+++ Text section

What stands at the centre of this scenic but turbulent African country is the struggle for water that makes its presence felt in almost every sphere of social engagement.
While large-scale cattle thefts between rival communities is a major driver, access to water sources for livestock followed by ownership of grazing fields are the auxiliary causes of the age-old conflict that bedevils the scenic hills of Kenya’s Elgeyo-Marakwet county.
Unknown to many, there is a inspiring story of ingenuity of a centuries-old innovation that is known as the Marakwet Escarpment Furrow Irrigation System. The system is a masterpiece in conserving and managing water for irrigation and beyond.
So old is this irrigation marvel that it is believed to be more than 500-years-old, a testimony to the role of rarely appreciated indigenous wisdom of harvesting water.
Located on the Marakwet escarpment at an elevation of about 1,500 metres above the floor of the Kerio valley, the furrows could easily be mistaken for galleys dug out by rainwater runoff.
However, the old engineering technique running across the scenic ridges that form the escarpment has, for centuries, ensured that this semi-arid region is immune to food insecurity — a rare feat in this part of Kenya.
Over the years, the system has capitalised on rivers flowing into the area from the distant Cherangany hills, utilising gravity for the flow of water to the irrigation furrows in the plains below.
The entire system spreads along a breadth of more than 40 kilometres, allowing residents to grow a variety of vegetables, paw paws, mangoes, bananas, sorghum and millets.
“This is besides water for domestic use and for livestock, a treasured source of both wealth and prestige among the Marakwet people, a community that practises mixed subsistence farming,” Wesley Kipchumba, a farmer and community member in Tot area said.
“These furrows have ensured that this area is always green and farmers have some food for their families even in the driest years unlike other places in this region,” the 64-year old boasted.
The traditional water system, besides being a lifeline, has become a source of pride for the local communities, who share the canals along clan lines, with each clan contributing money and labour to carry out maintenance works.
Kipchumba meanwhile regrets that he cannot recall the last time the villages received government support for the maintenance of the irrigation system.
It is recognition of this ingenuity that the United Nations Educational Scientific and Cultural Organisation (UNESCO), in 2023 , designated the furrows a tentative world heritage site, one of the few in the world and perhaps the only in Africa.
“The technology of furrow construction is complex; it involves the use of trunks, wood and stones laid on top of each other and with the support of mortar and leaves. From their sources, furrows follow weak or lower points passing through hills and valleys,” UNESCO mentioned in its notes on the ancient irrigation system.
“Due to scarcity of water, the inhabitants of the area have, over the years, developed land use systems based on their perception and knowledge of the fragile ecological base. To reconcile the competing demands for water use, the Marakwet evolved a unique technique of managing water rights that took into consideration the needs of each clan,” the UN agency further states.
It is important to highlight that this water management system operates on ‘non-bureaucratic principles’ which ensures that the furrows provide water for both human and animal consumption as well as for irrigation.
The local communities have developed sophisticated techniques for managing water flows, maintaining the canals, and optimising agricultural productivity in a harsh environment.

++++++

Goal 1
In the article on the Marakwet furrows, revise the passage that begins at the words "Located on the" and stops after "sorghum and millets.", swapping "scenic ridges" for "rugged ridges".
Goal 2
Answer these questions from the article on the Marakwet furrows:
(a) How old is the irrigation system believed to be?
(b) At about what elevation above the floor of the Kerio valley are the furrows located?
(c) In what year did UNESCO designate the furrows a tentative world heritage site?

+++ Excerpted data

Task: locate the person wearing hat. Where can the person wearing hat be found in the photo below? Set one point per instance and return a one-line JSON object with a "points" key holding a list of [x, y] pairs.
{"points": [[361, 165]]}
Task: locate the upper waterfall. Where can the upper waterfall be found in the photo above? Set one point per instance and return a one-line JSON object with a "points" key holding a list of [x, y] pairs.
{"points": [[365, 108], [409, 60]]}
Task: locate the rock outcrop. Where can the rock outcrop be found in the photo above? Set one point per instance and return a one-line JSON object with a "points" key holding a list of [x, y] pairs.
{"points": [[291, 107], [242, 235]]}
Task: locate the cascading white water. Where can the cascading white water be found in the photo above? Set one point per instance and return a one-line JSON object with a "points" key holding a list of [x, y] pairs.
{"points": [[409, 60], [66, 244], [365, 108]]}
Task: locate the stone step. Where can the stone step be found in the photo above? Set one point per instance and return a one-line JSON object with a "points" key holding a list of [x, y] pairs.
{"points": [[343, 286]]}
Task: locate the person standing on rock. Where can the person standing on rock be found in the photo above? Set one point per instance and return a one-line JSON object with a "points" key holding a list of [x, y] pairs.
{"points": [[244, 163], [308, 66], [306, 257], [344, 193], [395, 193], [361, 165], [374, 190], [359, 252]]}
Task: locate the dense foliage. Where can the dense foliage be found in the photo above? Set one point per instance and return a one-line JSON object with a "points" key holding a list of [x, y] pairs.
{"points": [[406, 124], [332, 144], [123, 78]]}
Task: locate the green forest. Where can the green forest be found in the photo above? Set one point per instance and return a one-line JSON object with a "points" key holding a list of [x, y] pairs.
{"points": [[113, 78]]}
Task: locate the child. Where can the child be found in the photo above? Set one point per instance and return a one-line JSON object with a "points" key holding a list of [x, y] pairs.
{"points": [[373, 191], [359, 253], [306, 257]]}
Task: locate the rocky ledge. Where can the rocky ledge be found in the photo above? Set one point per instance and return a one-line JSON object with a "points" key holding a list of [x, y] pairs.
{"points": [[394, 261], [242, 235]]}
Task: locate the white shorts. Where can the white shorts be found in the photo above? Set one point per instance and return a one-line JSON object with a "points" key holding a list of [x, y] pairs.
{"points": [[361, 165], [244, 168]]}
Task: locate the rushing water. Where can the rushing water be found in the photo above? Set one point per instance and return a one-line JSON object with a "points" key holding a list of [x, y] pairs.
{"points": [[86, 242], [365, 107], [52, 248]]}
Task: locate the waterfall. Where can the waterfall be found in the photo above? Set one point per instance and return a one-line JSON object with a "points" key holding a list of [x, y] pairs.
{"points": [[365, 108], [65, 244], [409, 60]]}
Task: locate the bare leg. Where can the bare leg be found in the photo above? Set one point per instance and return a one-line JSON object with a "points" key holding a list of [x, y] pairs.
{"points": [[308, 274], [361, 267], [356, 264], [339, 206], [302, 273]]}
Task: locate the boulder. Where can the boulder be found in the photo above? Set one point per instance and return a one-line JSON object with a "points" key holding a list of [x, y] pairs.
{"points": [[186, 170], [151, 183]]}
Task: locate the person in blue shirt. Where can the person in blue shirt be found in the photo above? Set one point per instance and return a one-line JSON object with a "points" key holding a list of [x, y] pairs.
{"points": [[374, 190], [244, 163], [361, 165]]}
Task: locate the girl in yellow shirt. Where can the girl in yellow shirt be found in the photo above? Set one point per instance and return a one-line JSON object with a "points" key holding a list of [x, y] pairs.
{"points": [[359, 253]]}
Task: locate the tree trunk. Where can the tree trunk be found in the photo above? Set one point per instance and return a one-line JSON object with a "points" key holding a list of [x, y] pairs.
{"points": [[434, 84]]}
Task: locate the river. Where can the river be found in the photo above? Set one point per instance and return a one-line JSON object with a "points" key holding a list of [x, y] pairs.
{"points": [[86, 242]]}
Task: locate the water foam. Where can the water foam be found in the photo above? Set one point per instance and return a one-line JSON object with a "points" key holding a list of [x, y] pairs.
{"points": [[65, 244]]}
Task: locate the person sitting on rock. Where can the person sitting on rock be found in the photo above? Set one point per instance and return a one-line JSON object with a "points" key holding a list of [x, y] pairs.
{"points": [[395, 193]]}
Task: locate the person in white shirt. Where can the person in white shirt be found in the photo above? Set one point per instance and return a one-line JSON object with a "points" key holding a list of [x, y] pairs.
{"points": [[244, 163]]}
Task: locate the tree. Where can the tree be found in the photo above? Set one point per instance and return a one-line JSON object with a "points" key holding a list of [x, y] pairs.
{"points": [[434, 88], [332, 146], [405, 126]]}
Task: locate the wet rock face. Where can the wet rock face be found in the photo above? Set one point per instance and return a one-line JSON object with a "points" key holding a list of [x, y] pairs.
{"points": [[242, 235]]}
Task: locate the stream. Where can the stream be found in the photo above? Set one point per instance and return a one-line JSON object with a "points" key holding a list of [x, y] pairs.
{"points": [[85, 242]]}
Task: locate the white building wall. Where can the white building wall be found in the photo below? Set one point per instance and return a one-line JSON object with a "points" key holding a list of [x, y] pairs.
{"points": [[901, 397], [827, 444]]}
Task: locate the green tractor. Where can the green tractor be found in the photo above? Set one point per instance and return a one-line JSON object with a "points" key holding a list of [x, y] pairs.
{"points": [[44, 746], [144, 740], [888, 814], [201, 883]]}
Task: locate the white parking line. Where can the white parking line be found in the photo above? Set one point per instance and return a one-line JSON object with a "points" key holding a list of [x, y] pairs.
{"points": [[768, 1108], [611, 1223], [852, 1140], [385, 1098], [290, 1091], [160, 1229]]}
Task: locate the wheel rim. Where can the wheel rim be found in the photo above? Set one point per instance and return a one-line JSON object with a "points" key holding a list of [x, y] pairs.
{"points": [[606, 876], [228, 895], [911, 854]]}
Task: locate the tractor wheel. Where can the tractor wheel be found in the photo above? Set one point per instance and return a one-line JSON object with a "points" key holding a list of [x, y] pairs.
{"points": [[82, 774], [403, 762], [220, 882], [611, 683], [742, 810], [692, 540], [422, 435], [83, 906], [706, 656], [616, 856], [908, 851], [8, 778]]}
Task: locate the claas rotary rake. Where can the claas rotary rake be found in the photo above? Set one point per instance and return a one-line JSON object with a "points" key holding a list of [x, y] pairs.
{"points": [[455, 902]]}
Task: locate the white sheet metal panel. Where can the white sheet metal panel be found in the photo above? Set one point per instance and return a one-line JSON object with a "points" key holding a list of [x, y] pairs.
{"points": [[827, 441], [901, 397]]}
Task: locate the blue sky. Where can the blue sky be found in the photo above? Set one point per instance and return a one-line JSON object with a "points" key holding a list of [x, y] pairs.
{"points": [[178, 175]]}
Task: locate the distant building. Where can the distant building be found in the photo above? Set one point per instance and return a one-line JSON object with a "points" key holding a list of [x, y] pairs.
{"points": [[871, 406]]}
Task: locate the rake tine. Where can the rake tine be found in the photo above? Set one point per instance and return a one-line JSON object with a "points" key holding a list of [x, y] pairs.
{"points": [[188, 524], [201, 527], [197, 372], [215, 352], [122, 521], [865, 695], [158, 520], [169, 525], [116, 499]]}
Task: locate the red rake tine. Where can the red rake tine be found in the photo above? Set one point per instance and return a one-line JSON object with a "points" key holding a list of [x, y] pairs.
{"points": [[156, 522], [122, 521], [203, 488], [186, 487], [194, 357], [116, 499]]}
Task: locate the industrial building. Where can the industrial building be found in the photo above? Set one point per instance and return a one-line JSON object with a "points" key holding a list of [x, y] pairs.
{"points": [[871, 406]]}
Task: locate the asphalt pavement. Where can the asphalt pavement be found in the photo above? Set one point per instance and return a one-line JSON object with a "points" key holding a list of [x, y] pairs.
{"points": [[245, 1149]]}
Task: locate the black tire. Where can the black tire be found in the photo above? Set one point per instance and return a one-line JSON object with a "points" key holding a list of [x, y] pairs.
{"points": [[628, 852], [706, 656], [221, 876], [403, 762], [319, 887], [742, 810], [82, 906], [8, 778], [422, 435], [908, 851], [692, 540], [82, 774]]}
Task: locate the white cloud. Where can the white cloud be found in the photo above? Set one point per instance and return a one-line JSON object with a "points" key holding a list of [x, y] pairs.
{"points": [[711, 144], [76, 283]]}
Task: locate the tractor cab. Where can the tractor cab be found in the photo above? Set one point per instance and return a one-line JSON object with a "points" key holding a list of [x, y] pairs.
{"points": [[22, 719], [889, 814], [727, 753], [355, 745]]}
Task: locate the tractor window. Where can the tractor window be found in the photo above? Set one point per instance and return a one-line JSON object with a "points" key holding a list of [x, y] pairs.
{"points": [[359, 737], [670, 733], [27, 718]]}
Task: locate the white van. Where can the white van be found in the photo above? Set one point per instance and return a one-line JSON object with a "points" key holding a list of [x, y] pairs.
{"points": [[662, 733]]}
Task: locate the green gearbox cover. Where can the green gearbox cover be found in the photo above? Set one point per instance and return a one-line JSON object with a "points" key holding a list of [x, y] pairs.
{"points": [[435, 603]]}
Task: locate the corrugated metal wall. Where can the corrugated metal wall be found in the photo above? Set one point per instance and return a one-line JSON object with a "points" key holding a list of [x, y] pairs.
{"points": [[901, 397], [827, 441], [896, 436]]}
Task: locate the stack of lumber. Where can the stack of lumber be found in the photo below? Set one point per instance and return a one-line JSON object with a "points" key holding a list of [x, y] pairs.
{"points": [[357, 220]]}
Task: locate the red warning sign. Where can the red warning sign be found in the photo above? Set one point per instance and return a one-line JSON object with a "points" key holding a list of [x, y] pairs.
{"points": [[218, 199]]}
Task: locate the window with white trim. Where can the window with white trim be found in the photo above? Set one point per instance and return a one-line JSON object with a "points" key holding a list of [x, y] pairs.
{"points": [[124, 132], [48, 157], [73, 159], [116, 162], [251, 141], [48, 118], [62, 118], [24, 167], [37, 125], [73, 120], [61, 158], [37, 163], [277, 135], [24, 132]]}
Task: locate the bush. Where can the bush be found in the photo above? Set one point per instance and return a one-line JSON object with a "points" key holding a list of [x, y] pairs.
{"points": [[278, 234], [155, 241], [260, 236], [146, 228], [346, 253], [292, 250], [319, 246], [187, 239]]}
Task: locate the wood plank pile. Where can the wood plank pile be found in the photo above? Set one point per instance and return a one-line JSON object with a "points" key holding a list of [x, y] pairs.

++++++

Task output 1
Located on the Marakwet escarpment at an elevation of about 1,500 metres above the floor of the Kerio valley, the furrows could easily be mistaken for galleys dug out by rainwater runoff.
However, the old engineering technique running across the rugged ridges that form the escarpment has, for centuries, ensured that this semi-arid region is immune to food insecurity — a rare feat in this part of Kenya.
Over the years, the system has capitalised on rivers flowing into the area from the distant Cherangany hills, utilising gravity for the flow of water to the irrigation furrows in the plains below.
The entire system spreads along a breadth of more than 40 kilometres, allowing residents to grow a variety of vegetables, paw paws, mangoes, bananas, sorghum and millets.

Task output 2
(a) More than 500 years old.
(b) About 1,500 metres.
(c) 2023.